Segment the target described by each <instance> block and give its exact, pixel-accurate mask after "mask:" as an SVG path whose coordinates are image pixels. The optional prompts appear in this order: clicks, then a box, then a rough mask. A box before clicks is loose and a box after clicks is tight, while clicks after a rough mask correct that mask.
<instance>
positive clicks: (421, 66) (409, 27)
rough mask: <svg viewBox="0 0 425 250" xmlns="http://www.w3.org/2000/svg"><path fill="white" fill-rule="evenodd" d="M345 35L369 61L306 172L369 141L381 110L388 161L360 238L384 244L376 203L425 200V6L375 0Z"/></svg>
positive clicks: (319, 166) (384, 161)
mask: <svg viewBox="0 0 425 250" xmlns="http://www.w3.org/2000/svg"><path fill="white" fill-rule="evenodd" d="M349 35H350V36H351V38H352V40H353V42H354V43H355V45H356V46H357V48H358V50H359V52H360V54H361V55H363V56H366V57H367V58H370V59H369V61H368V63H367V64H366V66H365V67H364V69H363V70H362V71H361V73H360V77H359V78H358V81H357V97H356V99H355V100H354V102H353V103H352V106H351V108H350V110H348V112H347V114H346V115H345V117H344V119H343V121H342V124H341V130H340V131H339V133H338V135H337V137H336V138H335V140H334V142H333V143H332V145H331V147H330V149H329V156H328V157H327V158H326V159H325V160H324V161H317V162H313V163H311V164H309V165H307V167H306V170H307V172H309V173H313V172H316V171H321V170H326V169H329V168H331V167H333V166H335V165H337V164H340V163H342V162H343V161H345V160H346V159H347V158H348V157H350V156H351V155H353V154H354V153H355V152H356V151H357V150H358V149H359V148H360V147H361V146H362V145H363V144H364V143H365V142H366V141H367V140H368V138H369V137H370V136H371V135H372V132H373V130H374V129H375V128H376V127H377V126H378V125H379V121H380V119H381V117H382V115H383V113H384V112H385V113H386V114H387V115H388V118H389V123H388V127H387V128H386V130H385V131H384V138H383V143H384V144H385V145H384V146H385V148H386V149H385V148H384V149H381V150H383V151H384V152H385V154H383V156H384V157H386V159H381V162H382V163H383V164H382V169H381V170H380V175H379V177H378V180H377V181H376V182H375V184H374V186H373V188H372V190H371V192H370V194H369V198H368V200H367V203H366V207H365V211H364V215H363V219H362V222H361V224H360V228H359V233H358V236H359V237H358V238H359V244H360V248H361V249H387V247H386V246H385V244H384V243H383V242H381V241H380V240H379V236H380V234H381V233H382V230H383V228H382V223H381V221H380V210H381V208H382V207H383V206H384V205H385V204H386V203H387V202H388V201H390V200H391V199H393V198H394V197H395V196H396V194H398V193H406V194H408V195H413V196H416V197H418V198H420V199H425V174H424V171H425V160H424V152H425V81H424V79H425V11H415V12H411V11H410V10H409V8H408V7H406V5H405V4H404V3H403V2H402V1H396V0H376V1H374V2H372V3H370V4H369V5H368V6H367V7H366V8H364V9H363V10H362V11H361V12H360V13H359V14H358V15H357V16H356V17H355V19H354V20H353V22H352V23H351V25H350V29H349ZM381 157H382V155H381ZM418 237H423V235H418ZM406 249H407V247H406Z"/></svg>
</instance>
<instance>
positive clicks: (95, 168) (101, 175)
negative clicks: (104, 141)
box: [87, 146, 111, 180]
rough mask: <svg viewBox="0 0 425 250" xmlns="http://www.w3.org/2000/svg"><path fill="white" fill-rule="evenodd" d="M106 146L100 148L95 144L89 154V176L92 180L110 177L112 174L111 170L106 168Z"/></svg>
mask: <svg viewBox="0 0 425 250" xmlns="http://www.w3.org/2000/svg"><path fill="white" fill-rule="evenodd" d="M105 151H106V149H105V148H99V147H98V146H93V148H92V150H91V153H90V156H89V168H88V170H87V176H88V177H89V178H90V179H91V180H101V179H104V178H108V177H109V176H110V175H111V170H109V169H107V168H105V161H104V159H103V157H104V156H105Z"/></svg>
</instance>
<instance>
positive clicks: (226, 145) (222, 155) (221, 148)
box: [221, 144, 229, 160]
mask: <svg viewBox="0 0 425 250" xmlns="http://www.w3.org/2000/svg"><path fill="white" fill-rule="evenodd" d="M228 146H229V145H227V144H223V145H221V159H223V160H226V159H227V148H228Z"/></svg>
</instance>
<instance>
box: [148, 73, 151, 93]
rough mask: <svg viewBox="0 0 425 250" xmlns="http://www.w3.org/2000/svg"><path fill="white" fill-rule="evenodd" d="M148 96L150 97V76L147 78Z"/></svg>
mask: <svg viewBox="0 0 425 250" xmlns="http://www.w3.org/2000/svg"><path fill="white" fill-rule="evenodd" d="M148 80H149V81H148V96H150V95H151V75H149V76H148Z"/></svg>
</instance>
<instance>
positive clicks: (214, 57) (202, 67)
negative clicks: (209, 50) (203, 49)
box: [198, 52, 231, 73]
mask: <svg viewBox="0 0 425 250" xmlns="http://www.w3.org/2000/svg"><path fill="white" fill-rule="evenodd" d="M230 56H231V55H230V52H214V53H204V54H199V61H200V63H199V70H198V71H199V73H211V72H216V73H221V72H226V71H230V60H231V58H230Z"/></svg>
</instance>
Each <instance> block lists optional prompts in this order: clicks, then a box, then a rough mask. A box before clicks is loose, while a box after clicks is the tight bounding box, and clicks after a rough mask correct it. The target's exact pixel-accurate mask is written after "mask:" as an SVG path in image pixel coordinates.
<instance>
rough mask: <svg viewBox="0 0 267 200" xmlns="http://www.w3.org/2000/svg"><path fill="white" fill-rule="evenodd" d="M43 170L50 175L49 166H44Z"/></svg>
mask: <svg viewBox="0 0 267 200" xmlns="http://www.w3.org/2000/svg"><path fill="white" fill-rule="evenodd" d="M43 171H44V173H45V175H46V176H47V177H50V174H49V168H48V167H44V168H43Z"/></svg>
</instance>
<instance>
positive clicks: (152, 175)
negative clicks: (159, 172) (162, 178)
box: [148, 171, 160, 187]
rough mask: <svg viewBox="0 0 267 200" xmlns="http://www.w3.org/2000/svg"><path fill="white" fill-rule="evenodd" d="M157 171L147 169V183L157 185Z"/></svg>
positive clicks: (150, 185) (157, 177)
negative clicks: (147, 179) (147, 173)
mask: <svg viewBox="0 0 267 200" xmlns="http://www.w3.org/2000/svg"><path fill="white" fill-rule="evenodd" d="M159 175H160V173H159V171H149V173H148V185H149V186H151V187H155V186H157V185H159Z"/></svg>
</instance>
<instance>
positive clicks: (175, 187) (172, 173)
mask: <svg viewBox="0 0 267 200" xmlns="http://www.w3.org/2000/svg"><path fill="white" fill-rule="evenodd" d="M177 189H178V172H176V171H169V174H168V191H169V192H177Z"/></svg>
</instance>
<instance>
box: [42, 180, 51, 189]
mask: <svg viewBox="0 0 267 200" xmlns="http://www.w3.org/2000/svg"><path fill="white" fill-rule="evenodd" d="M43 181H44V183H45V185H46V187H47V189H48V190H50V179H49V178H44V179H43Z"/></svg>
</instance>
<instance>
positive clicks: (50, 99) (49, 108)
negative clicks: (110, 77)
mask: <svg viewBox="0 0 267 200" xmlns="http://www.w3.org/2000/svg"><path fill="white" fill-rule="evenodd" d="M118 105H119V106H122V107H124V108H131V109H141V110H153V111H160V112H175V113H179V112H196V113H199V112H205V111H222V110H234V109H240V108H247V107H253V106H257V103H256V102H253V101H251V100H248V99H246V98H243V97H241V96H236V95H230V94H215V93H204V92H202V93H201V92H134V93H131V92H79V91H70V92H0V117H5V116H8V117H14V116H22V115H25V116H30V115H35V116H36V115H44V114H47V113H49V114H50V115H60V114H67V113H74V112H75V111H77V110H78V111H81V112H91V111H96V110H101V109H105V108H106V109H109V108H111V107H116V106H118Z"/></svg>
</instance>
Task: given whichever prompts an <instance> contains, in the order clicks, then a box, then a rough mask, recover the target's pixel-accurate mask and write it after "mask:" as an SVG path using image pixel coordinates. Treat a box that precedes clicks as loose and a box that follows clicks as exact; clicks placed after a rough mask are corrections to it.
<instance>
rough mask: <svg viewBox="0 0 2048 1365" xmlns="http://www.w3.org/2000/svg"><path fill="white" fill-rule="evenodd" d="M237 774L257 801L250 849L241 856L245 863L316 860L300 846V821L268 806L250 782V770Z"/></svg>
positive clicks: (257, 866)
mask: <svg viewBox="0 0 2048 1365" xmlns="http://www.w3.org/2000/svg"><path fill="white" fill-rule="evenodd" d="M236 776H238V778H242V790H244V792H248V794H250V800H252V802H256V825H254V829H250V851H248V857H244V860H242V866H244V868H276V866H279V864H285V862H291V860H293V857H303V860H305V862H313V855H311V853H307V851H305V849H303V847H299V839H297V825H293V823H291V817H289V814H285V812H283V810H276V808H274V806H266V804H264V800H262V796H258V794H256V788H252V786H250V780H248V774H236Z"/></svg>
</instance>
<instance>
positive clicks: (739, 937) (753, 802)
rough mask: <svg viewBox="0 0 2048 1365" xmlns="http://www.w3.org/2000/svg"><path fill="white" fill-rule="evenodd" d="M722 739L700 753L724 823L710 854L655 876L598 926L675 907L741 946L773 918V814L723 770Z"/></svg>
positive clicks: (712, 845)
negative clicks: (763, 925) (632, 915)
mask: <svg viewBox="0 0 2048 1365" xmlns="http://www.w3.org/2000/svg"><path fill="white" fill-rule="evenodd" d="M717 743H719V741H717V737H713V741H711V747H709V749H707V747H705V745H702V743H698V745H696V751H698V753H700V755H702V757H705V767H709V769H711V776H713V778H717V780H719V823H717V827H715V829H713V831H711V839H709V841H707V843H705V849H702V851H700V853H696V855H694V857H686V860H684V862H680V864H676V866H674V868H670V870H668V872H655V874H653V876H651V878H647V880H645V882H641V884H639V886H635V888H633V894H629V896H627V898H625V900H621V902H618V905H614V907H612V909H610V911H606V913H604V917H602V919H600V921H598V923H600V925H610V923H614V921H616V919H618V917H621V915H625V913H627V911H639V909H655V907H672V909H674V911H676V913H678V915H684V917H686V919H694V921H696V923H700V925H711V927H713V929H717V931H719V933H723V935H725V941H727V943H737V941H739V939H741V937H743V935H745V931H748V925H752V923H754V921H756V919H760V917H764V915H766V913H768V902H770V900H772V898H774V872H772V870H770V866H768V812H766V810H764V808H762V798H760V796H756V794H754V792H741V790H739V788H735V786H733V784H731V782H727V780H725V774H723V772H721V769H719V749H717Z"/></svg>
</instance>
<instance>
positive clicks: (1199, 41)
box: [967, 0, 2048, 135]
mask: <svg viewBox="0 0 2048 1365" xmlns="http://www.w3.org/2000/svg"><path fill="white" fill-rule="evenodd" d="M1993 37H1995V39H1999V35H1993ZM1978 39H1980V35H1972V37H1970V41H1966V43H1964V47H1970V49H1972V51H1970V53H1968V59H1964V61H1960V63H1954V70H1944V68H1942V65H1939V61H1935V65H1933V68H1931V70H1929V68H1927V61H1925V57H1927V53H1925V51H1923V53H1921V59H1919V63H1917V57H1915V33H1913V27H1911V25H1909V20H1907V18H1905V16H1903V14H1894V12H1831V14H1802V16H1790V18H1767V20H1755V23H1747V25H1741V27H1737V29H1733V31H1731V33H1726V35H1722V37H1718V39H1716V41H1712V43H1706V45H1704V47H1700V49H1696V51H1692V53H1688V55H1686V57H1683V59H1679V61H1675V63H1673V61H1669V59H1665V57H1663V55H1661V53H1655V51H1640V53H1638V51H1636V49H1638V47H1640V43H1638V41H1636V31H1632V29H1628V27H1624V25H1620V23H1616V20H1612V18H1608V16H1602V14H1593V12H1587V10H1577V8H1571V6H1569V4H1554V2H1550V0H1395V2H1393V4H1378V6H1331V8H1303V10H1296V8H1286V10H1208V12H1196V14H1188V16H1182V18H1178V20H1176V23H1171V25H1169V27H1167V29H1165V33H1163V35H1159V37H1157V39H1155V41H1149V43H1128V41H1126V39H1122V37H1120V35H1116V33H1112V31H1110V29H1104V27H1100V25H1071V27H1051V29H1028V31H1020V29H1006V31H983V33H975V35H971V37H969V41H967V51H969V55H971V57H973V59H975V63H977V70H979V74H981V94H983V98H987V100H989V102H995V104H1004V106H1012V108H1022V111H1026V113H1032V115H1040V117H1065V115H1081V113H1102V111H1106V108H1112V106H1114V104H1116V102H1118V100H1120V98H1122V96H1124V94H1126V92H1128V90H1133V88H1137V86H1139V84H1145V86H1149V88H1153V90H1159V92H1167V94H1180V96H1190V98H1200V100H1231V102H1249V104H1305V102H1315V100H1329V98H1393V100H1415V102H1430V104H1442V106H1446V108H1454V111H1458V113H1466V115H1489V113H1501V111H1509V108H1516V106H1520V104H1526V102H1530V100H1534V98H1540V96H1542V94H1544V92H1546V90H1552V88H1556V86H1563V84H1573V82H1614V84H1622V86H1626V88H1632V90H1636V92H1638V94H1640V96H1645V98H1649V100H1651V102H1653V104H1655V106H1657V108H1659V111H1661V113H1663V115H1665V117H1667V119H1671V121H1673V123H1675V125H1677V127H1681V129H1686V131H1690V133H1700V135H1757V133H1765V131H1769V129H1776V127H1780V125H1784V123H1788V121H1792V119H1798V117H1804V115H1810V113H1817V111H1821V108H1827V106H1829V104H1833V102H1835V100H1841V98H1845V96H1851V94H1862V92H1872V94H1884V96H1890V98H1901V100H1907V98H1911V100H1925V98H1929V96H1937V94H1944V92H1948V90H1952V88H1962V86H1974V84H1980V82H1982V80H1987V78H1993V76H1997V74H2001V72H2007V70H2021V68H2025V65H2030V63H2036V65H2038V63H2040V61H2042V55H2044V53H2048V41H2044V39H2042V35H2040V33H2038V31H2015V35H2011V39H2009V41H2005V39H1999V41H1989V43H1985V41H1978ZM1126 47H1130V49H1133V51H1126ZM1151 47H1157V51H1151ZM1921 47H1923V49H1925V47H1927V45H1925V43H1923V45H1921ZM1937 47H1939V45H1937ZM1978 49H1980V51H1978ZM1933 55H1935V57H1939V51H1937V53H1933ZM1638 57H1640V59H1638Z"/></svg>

▶ Problem details
Take the entries above and copy them exactly from the first line through the line with "positive clicks: (421, 66) (409, 27)"; leave out every line after it.

▶ Answer to this task
Segment the target described by each <instance> block and give its exact, pixel-accurate mask after "mask:" as an SVG path whose coordinates are image pixels. The optional prompts appear in this order: clicks, then a box, then a rough mask. A box before clicks is loose and a box after clicks is tight, while clicks after a rough mask correct that mask.
<instance>
positive clicks: (421, 66) (409, 27)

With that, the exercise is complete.